Cette idée que nous ne serions qu'un champ en friche attendant d'être semés et labourés afin de donner les meilleurs fruits, à condition qu'on éradique les mauvaises herbes, cette idée est semble-t-il à la base du New Age et de ses avatars modernes et en particulier le mouvement du coaching depuis les années 60 aux U.S. et plus tardivement dans les années 90 en France.

Cette idée part d'une vision de l'homme comme un être foncièrement bon et illimité, qui n'aurait qu'à pratiquer un travail de déprogrammation-reprogrammation pour actualiser toutes ses potentialités laissées en jachère. Cette vision morale est assez proche de celle de Socrate : l'être humain est fondamentalement bon, il cherche toujours à faire le bien mais il fait le mal par ignorance. A partir du moment où la conscience est opérante, où l'âme voit, elle fait naturellement le bien et cesse ses agissements malveillants. "Nul n'est méchant en connaissance de cause". Socrate y puisait donc sa mission consistant à éduquer les âmes en les faisant accoucher de vérités sur elles-mêmes par un travail de questionnement déstabilisant qui passait souvent par une humiliation publique, lorsque les sachants de l’époque finissaient par avouer tout penauds que leur prétendue connaissance reposait sur du sable.

Les coachs modernes héritiers du mouvement New Age californien des années soixante n'entendent pas, eux, éduquer les âmes ignorantes par le questionnement et un travail sur l'existence mais plutôt résoudre un problème ponctuel et relativement précis avec leur client en passant un contrat d'objectif : développer son assertivité, réussir une prise de poste, améliorer le bien-être de son équipe, faire des présentations en public etc….

- **Exercices écrits**
[1] D'après l'extrait sur le coaching et Socrate, d'où Socrate tirait-il sa mission d'éduquer les âmes ? Répondez en une à trois phrases.
[2] Répondez à ces questions sur l'extrait consacré au coaching et à Socrate :
(a) À quelle période le mouvement du coaching s'est-il développé en France ?
(b) Quelle phrase entre guillemets résume la vision morale de Socrate ?
(c) Quel type de contrat les coachs modernes passent-ils avec leur client ?
[3] Poursuivez l'extrait sur le coaching et Socrate à partir de sa dernière phrase.

- **Enregistrements fournis**
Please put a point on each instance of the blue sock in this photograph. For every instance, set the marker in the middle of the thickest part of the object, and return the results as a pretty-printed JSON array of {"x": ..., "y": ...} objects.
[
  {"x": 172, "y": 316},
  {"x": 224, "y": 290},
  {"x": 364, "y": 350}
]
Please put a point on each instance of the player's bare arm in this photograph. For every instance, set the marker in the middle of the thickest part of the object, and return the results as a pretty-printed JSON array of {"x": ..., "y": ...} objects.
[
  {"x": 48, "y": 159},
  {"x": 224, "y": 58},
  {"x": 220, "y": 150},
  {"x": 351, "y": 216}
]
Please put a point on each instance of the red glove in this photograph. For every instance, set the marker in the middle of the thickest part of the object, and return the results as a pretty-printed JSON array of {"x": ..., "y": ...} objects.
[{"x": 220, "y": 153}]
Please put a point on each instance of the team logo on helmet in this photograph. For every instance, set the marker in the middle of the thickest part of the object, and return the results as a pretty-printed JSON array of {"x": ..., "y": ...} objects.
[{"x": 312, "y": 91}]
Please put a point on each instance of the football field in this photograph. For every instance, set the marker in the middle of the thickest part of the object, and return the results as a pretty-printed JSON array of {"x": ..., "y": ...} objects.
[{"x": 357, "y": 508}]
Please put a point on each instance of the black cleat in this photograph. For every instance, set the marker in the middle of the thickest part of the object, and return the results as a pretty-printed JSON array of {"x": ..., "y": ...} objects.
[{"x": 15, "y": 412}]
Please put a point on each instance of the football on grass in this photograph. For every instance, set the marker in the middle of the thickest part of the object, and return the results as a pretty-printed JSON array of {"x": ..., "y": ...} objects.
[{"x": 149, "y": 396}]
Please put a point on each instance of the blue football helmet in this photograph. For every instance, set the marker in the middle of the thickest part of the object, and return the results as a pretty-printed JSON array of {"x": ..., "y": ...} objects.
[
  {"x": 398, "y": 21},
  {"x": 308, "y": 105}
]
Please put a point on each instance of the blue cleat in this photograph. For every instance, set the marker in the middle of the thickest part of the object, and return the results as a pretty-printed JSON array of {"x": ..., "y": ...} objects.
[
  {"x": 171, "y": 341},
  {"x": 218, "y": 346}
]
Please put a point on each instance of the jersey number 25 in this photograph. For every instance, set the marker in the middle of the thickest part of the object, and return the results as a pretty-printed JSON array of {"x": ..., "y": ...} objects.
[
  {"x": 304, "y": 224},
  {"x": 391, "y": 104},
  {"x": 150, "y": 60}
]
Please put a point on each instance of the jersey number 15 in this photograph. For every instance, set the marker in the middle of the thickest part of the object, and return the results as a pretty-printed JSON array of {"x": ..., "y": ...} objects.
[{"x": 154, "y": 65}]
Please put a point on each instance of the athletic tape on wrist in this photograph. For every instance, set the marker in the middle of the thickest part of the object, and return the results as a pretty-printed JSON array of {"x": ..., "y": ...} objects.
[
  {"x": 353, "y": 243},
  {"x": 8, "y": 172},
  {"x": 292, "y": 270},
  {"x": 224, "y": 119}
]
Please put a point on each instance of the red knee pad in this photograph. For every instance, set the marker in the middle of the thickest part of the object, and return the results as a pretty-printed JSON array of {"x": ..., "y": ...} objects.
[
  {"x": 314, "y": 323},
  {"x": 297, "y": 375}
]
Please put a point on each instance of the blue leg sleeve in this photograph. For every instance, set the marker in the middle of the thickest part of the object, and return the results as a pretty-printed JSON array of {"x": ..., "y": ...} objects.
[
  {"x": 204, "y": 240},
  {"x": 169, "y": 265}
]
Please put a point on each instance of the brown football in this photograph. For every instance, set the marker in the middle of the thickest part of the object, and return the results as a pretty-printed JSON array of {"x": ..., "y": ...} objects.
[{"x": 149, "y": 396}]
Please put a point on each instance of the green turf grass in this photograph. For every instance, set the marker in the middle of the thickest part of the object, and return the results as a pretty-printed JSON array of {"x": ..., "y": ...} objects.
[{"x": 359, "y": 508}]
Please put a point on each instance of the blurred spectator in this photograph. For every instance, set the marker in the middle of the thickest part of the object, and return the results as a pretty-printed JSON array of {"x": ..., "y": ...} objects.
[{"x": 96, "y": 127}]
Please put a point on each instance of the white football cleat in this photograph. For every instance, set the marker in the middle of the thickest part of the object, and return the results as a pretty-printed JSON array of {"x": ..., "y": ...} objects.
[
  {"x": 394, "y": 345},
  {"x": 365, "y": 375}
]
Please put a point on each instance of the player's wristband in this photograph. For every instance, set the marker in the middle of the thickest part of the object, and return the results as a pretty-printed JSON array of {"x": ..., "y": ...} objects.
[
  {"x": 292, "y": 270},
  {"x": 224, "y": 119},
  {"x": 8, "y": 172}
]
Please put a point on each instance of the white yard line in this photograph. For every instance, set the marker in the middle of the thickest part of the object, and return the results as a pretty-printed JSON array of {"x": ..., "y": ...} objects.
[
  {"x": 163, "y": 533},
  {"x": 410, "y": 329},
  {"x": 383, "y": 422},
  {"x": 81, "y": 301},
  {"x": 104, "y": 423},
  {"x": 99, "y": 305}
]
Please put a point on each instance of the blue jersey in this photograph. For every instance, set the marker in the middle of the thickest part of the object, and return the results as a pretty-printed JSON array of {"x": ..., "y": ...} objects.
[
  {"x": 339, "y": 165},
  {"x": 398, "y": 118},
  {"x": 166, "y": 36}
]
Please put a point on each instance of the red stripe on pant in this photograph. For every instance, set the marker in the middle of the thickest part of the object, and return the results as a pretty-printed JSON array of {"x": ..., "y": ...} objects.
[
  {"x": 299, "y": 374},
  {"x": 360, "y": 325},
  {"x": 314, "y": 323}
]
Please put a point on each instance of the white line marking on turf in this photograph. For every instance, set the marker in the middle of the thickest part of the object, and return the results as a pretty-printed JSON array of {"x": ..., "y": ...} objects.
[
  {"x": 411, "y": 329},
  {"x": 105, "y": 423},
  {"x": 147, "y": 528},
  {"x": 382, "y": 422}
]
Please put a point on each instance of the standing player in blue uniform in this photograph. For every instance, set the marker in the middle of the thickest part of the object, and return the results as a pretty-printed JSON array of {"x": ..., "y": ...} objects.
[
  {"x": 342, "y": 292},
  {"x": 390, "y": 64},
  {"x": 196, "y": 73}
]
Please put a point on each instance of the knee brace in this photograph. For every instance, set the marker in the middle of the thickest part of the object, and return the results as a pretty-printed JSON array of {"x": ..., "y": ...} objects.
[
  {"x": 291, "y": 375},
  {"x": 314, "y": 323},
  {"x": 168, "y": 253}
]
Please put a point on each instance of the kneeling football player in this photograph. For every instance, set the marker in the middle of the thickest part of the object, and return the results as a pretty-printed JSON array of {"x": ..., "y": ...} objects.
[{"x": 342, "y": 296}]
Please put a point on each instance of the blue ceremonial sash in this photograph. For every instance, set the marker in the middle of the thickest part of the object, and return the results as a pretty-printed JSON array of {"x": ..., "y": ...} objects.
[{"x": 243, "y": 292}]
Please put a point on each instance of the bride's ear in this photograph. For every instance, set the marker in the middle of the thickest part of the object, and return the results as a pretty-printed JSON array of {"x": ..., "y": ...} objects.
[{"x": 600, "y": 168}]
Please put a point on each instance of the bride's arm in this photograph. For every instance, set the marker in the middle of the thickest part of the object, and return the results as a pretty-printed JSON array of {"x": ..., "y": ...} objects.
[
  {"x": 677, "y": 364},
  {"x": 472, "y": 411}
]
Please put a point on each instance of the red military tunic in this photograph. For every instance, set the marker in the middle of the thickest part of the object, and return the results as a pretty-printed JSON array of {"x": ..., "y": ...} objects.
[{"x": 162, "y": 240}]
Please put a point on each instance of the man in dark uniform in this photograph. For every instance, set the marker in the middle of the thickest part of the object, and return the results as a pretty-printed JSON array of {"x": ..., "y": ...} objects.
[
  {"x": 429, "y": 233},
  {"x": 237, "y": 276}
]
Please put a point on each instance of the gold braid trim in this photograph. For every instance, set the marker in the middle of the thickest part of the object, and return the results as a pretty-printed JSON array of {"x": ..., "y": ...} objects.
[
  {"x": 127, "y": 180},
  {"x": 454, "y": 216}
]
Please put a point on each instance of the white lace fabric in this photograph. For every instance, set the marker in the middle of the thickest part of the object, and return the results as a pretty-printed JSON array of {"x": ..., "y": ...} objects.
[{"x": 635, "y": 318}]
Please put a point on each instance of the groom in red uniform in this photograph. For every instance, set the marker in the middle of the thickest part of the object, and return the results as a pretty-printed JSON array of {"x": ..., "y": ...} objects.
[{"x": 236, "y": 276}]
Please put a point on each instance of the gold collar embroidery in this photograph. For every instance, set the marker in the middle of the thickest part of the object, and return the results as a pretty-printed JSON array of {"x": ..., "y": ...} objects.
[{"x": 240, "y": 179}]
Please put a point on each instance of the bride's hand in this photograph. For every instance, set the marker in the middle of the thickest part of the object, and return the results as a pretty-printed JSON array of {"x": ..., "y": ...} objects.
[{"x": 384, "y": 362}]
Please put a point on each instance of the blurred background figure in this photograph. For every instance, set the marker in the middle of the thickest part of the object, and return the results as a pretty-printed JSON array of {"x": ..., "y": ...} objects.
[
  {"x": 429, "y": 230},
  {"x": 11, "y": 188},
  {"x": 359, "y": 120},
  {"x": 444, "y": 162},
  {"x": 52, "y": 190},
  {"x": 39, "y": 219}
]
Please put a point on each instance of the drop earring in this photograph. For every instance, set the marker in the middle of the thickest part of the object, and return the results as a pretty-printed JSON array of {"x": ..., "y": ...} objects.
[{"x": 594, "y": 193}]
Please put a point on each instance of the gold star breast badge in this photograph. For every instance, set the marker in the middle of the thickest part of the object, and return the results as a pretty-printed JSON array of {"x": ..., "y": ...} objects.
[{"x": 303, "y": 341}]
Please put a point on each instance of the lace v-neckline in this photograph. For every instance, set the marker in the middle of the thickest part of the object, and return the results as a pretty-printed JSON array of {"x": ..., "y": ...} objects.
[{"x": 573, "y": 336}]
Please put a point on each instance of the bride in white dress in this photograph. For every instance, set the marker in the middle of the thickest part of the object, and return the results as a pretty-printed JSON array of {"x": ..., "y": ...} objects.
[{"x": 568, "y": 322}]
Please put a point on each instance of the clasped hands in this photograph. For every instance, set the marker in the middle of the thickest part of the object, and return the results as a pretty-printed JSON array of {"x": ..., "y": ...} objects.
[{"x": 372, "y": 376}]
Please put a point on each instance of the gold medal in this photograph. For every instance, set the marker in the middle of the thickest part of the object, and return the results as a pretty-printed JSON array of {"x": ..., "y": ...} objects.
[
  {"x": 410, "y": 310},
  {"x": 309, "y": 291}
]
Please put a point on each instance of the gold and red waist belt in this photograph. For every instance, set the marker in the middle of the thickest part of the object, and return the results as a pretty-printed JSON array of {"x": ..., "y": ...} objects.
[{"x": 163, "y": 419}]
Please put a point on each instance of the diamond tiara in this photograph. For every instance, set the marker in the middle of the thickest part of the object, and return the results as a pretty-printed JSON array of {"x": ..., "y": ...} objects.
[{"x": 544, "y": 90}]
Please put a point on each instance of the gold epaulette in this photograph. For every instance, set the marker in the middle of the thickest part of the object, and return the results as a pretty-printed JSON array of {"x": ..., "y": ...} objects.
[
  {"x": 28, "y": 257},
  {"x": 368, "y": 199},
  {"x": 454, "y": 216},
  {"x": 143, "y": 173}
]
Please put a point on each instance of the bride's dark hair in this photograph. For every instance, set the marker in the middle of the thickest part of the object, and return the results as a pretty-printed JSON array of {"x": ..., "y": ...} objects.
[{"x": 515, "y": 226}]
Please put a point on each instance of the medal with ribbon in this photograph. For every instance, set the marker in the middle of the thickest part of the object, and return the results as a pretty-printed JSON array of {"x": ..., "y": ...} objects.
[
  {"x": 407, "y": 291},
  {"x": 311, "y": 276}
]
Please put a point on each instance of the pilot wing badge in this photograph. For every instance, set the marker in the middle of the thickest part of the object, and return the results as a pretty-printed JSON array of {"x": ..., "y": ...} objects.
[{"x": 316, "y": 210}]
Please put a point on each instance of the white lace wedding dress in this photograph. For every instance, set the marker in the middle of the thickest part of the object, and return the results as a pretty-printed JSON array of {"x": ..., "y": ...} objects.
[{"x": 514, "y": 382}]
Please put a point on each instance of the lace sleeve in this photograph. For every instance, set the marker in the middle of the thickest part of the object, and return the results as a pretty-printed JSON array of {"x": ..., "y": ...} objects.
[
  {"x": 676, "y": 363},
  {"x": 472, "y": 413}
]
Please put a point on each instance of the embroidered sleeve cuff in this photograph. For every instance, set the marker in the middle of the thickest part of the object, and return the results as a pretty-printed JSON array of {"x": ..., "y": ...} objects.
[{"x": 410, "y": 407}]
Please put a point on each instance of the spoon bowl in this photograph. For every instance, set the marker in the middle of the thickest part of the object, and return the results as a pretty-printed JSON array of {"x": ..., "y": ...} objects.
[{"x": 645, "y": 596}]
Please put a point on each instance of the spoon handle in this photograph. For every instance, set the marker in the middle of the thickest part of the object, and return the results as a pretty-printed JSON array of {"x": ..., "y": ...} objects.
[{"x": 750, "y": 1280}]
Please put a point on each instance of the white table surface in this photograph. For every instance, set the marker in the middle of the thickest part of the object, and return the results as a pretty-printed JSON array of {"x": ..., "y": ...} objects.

- **Les réponses**
[1] Socrate tirait cette mission de sa vision morale : l'être humain est fondamentalement bon, cherche toujours à faire le bien et ne fait le mal que par ignorance. Dès que la conscience est opérante et que l'âme voit, elle fait naturellement le bien. Il s'agissait donc d'éduquer les âmes en les faisant accoucher de vérités sur elles-mêmes.

[2]
(a) Dans les années 90.
(b) « Nul n'est méchant en connaissance de cause ».
(c) Un contrat d'objectif.

[3]
On voit qu'on y a perdu en termes d'ambitions sur les changements existentiels opérés : on perd le côté structurel, systémique et existentiel au profit d’une solution ponctuelle et conjoncturelle. On passe d’une transformation existentielle à un contrat avec ses obligations.

Là où les gourous du New Age (dont Abraham Maslow avec sa fameuse “pyramide des besoins” dont le marketing s’est rapidement inspiré) voulaient développer le potentiel humain (sans préjuger du bien-fondé ou pas de cette vision de l’homme), les coachs modernes ne veulent pas empiéter sur les platebandes des psychothérapeutes et ne prétendent pas toucher à "la structure de la psyché". (Encore faudrait-il savoir ce que recouvre cette appellation de “psyché” quelque peu nébuleuse).

Ils réduisent donc leur intervention à la portion congrue d'un projet personnel en relation avec un projet professionnel, en général dans le cadre d'un contrat de subordination du coaché à une entreprise payeur de la prestation. On comprend d'ailleurs cette frilosité face à un travail plus profond : l'entreprise ne peut en effet prétendre intervenir sur la vie privée de son salarié, sur la structure même de son existence. Elle n'en a pas le mandat et ne voudrait surtout pas en prendre la responsabilité : on a tendance à lui en “coller suffisamment sur le dos” avec les risques psycho-sociaux.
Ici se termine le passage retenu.